Problem to work on:
Starting at the line below that contains "Check that every instance of the windshield", print each line through the end of the records exactly as it appears.

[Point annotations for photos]

***

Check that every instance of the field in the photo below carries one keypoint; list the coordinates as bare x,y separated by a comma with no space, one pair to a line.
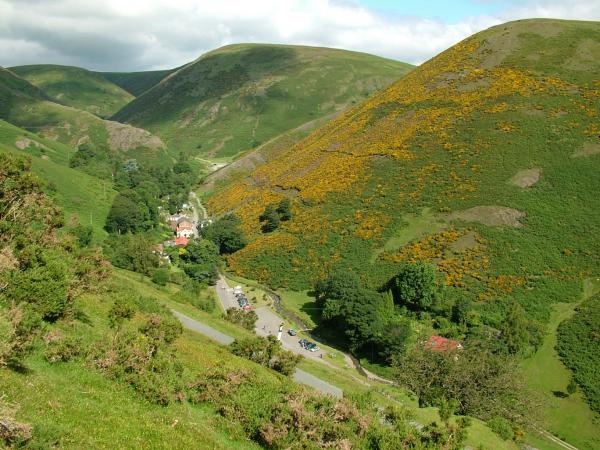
234,99
80,195
79,88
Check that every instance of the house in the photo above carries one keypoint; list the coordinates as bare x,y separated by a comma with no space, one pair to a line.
442,344
185,228
181,241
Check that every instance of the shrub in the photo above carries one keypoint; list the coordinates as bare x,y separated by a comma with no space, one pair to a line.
123,309
578,343
12,432
246,319
60,348
266,352
19,326
160,276
501,427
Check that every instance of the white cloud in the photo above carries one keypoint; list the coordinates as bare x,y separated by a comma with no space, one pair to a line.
149,34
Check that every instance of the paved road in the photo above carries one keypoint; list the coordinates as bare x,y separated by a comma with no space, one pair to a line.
268,323
201,328
300,376
225,294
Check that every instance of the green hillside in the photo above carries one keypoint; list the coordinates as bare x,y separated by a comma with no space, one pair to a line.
136,83
79,337
482,162
26,106
76,87
238,97
81,196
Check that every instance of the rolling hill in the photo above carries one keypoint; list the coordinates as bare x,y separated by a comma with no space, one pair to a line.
483,162
136,83
238,97
26,106
76,87
82,197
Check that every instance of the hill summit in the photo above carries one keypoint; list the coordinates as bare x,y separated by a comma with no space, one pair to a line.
237,97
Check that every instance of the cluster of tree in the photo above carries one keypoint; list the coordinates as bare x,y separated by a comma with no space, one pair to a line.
246,319
267,352
367,317
577,345
225,233
474,381
274,214
199,260
132,252
142,190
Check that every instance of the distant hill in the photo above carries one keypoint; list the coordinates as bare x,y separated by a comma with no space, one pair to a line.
81,195
76,87
238,97
136,83
28,107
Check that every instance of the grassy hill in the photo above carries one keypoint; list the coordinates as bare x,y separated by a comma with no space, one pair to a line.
26,106
238,97
136,83
76,87
80,195
483,161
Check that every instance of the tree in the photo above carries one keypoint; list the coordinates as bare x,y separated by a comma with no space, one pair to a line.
338,285
571,387
518,332
84,234
460,310
270,219
415,286
484,384
284,211
225,234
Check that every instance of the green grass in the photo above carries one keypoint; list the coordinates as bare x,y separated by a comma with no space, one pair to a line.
547,374
76,87
73,407
136,83
79,194
234,99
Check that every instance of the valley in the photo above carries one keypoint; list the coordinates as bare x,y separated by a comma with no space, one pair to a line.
281,246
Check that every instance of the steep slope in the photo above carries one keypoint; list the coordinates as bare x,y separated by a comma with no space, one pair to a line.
483,161
26,106
81,196
76,87
136,83
240,96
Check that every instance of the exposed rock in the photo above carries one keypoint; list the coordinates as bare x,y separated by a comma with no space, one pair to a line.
490,215
526,177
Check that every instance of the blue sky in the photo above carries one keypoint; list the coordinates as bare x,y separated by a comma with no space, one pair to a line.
129,35
449,11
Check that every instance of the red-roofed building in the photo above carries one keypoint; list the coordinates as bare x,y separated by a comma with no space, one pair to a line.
442,344
182,241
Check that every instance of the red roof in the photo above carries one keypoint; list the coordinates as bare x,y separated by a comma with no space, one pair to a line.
182,241
441,344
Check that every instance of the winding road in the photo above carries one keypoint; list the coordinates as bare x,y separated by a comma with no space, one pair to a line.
300,376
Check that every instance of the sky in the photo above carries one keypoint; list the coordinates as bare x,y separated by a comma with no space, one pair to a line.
135,35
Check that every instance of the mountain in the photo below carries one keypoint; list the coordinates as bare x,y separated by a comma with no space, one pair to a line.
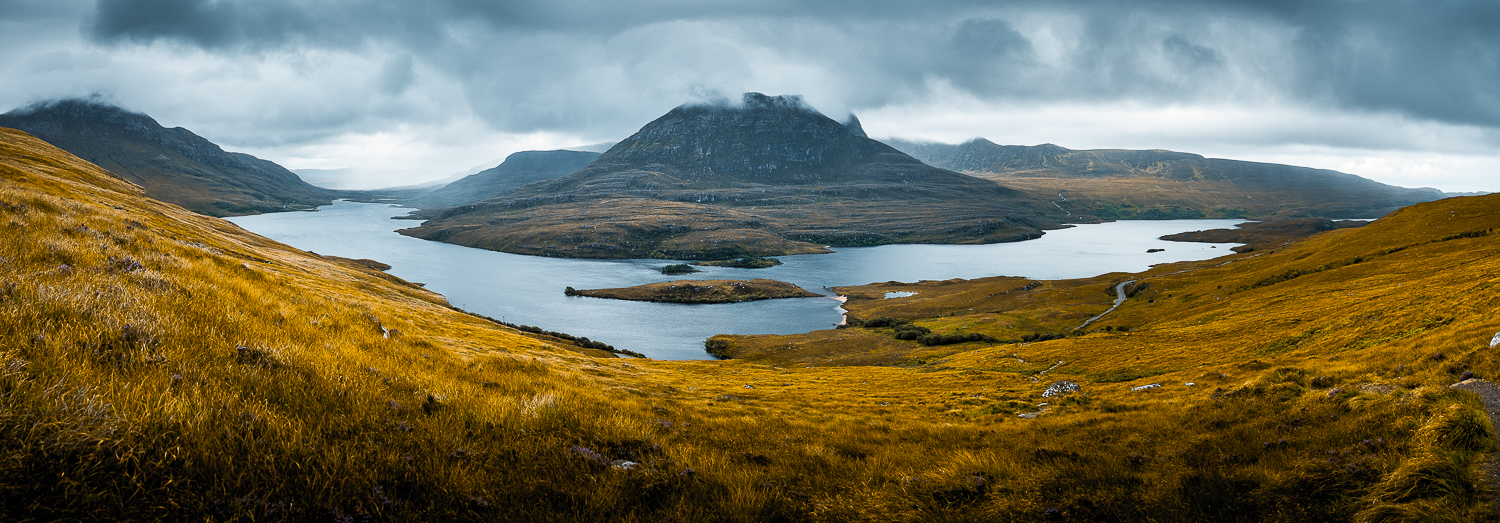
162,366
767,176
174,165
1158,183
518,170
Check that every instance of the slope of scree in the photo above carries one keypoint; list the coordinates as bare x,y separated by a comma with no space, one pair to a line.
768,176
1167,185
173,165
158,364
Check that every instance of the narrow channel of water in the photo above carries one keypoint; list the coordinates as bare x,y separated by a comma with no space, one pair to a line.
528,289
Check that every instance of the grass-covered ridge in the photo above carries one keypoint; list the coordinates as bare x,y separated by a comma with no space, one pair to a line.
156,364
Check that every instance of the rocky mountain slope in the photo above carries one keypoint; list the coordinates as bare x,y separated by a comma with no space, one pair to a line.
768,176
1160,185
174,165
158,364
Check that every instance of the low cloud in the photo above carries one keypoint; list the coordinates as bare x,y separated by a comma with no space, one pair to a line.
296,74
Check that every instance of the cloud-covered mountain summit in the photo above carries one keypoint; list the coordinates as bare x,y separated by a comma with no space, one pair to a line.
762,176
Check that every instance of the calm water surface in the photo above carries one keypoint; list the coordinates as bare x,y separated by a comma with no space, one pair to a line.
528,289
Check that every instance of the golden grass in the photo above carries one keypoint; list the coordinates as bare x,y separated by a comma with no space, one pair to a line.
179,367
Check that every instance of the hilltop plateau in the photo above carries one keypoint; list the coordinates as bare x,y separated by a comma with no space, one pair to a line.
1118,185
518,170
767,176
701,291
159,364
174,165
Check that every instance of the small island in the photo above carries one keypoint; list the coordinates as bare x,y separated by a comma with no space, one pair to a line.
701,291
744,262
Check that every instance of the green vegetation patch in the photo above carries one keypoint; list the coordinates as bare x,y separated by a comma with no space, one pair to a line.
1127,373
678,268
744,262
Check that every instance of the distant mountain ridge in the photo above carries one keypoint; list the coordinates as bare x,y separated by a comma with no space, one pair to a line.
518,170
1160,183
174,165
767,176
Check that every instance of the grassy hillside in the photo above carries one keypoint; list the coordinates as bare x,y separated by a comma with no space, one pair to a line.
1119,185
165,366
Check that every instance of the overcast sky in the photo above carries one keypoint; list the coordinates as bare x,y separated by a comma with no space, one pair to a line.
1400,92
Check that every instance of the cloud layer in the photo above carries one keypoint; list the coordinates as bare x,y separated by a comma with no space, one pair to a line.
284,75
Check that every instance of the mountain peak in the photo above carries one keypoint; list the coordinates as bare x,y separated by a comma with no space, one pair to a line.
762,140
86,110
852,122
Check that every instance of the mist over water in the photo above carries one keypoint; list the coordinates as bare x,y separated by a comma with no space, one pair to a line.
528,289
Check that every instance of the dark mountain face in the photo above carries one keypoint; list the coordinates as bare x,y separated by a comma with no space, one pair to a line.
173,165
768,176
773,144
767,140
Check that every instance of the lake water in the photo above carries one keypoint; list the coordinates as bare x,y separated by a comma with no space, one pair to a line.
528,289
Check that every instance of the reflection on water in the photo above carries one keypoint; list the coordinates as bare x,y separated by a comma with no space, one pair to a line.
528,289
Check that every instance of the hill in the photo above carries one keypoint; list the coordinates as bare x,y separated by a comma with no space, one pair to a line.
159,364
1167,185
518,170
174,165
768,176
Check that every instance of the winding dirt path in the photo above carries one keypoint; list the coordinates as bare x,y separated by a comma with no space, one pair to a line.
1119,298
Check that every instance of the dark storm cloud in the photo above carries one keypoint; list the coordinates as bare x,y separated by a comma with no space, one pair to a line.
552,65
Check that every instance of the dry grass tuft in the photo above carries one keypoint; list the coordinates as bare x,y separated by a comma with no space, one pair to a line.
156,364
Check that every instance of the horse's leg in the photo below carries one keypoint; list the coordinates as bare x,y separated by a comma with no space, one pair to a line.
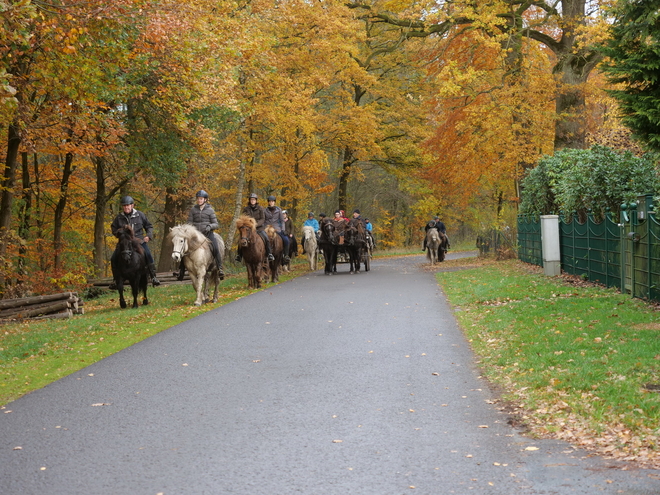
120,288
200,287
250,273
135,290
144,283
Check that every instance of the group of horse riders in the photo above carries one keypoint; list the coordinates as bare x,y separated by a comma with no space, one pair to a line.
203,217
340,221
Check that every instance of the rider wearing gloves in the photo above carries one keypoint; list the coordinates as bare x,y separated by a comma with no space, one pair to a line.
202,216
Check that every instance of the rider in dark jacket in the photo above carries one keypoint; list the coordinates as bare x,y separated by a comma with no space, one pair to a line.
202,216
256,211
439,226
275,219
142,229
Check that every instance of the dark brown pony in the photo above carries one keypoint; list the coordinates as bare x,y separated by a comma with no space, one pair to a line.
328,242
252,249
129,263
277,249
354,243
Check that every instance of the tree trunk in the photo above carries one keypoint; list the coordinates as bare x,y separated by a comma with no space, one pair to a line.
172,209
345,173
100,203
59,210
571,125
25,214
238,204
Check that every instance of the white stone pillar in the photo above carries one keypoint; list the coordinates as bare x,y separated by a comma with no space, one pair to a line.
550,245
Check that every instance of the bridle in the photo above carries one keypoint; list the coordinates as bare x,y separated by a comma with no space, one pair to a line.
245,237
184,249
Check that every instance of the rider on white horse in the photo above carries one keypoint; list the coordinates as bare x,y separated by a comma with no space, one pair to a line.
202,216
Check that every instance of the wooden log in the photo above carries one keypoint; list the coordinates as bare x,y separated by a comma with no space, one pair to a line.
35,310
64,314
25,301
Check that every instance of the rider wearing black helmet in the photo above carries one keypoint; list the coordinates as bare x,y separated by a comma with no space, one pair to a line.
256,211
202,216
275,219
142,229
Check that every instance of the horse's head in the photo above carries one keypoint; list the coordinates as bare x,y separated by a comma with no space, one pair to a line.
246,226
329,232
179,242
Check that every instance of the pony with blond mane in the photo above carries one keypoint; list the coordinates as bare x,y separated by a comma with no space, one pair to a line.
311,246
277,250
434,244
194,248
253,250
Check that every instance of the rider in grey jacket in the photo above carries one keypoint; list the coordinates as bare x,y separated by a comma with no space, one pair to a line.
202,216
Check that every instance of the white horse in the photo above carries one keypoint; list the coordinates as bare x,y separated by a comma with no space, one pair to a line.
311,246
432,245
194,249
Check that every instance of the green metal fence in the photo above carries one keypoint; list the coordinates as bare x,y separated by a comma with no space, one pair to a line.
641,248
591,249
625,255
529,239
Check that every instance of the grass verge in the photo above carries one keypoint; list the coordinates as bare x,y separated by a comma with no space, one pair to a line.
34,354
580,362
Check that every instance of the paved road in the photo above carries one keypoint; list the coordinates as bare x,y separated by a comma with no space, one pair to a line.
345,384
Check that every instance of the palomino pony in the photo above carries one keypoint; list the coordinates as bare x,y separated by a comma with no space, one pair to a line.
253,250
194,248
129,263
311,246
277,249
435,244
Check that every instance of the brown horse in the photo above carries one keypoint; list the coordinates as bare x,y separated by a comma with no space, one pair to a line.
253,250
277,249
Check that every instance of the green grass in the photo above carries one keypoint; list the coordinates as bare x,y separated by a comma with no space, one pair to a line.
34,354
574,357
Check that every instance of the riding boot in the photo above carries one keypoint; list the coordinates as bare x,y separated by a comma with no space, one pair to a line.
218,261
182,271
152,272
285,258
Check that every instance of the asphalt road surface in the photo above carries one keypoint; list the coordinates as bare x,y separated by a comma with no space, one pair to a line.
343,384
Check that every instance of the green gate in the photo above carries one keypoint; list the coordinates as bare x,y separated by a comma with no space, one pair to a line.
529,240
591,249
640,239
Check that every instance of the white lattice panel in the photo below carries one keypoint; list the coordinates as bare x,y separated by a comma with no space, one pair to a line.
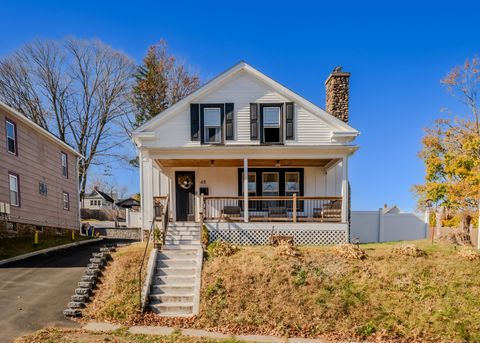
262,237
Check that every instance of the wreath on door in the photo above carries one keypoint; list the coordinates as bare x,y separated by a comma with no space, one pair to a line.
185,181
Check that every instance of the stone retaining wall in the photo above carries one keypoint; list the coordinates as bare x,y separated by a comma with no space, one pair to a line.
120,233
13,229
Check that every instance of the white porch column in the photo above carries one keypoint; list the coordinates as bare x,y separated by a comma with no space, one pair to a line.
345,189
245,190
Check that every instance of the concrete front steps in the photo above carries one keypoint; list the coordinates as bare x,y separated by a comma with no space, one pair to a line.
175,287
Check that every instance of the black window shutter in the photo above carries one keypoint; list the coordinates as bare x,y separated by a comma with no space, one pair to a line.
254,117
195,122
290,121
229,132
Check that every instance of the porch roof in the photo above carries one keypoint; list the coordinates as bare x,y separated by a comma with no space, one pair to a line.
324,163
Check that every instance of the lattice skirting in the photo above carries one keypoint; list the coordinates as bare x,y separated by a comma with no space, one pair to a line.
262,237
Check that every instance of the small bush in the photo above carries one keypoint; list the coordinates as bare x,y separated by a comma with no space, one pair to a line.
350,251
300,277
367,330
220,248
408,250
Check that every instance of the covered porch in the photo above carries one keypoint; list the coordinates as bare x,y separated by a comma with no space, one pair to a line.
279,190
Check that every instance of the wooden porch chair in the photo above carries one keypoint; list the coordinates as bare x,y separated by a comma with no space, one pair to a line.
332,211
277,212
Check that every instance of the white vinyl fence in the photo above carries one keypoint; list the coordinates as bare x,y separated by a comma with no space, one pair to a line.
376,226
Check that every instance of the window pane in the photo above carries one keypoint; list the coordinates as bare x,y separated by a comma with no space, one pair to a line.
13,183
292,182
252,183
270,182
271,116
211,117
10,130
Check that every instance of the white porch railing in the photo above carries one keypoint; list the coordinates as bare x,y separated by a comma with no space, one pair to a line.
280,208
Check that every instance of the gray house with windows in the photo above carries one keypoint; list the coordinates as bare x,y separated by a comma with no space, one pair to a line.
38,178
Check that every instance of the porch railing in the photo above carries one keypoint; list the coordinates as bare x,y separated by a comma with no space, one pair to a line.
156,235
275,208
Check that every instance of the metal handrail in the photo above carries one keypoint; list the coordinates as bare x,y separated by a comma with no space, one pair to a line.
164,211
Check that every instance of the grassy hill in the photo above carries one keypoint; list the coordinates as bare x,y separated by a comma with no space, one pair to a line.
387,296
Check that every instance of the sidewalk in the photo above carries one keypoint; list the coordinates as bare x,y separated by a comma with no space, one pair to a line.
166,331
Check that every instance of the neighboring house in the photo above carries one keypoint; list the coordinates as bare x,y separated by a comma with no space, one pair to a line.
98,200
38,177
245,131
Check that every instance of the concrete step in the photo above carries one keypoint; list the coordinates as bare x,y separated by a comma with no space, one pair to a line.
171,263
173,254
171,289
172,309
172,298
180,271
174,280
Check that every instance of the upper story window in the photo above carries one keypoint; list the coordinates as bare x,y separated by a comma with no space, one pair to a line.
66,201
212,125
11,129
14,189
270,184
64,158
271,125
42,188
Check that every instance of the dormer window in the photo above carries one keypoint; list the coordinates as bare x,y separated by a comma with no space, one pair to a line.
271,124
212,125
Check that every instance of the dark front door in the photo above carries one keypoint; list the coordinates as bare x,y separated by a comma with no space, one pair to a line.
185,195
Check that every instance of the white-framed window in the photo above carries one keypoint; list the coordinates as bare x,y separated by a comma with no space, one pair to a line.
212,125
292,183
66,201
271,124
270,184
252,183
11,129
14,189
64,159
42,188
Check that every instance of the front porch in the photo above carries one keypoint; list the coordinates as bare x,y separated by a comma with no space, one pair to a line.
302,198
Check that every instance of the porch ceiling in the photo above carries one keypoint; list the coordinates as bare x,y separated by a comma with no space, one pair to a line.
169,163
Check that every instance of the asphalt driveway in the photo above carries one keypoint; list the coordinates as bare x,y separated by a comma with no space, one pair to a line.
34,292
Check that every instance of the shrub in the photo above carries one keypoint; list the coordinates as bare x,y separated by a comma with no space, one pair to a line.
350,251
220,248
408,250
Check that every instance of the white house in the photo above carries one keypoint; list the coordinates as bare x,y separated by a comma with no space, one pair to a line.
243,130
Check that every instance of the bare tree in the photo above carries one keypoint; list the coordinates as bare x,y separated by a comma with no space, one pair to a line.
77,89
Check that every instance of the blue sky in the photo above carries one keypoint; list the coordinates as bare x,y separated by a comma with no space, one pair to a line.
397,54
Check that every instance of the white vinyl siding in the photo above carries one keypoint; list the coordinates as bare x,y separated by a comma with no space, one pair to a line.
242,90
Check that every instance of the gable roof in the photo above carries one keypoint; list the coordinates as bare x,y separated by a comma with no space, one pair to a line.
22,118
343,128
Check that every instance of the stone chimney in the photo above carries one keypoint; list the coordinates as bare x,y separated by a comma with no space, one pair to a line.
337,89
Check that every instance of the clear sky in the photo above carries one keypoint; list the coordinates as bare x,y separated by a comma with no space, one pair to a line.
397,54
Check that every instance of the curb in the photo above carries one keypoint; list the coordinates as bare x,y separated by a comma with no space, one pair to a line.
47,250
166,331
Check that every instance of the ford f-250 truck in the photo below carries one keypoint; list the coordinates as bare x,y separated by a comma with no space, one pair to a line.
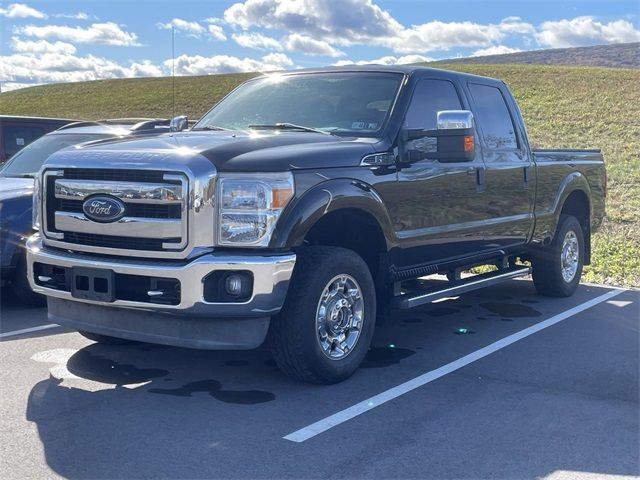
302,207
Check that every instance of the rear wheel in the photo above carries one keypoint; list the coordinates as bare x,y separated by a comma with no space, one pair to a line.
104,339
557,269
325,327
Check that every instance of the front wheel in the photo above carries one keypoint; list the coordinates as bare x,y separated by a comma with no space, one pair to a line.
325,327
557,269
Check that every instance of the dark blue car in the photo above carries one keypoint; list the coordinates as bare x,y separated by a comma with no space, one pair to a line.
16,189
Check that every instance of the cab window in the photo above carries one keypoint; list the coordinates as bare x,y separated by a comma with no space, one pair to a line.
493,117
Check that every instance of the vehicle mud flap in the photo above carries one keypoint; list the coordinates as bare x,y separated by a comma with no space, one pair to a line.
384,292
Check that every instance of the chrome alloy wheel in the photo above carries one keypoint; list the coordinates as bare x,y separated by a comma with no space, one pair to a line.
569,257
339,316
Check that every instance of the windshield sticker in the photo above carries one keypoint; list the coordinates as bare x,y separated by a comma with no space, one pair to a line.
364,125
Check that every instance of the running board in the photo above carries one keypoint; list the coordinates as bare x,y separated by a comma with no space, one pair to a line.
414,299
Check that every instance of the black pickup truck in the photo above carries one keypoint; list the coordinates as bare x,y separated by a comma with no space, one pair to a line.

***

Task response:
Check that every instance of the windshield sticker in the photo above carries one keypoint; list the coordinates as bare x,y separated by a comma with no space, one pair to a line.
364,125
Check that every instance of the running board in the photo above carries one keypoint; list the coordinates as bare x,y separated by a comma with no space, one pair to a line.
414,299
Check that every instance of the black pickup truck in the photo above carries one keypoint; list the coordinates as bare x,y separated by a comma with no space, one pair to a line.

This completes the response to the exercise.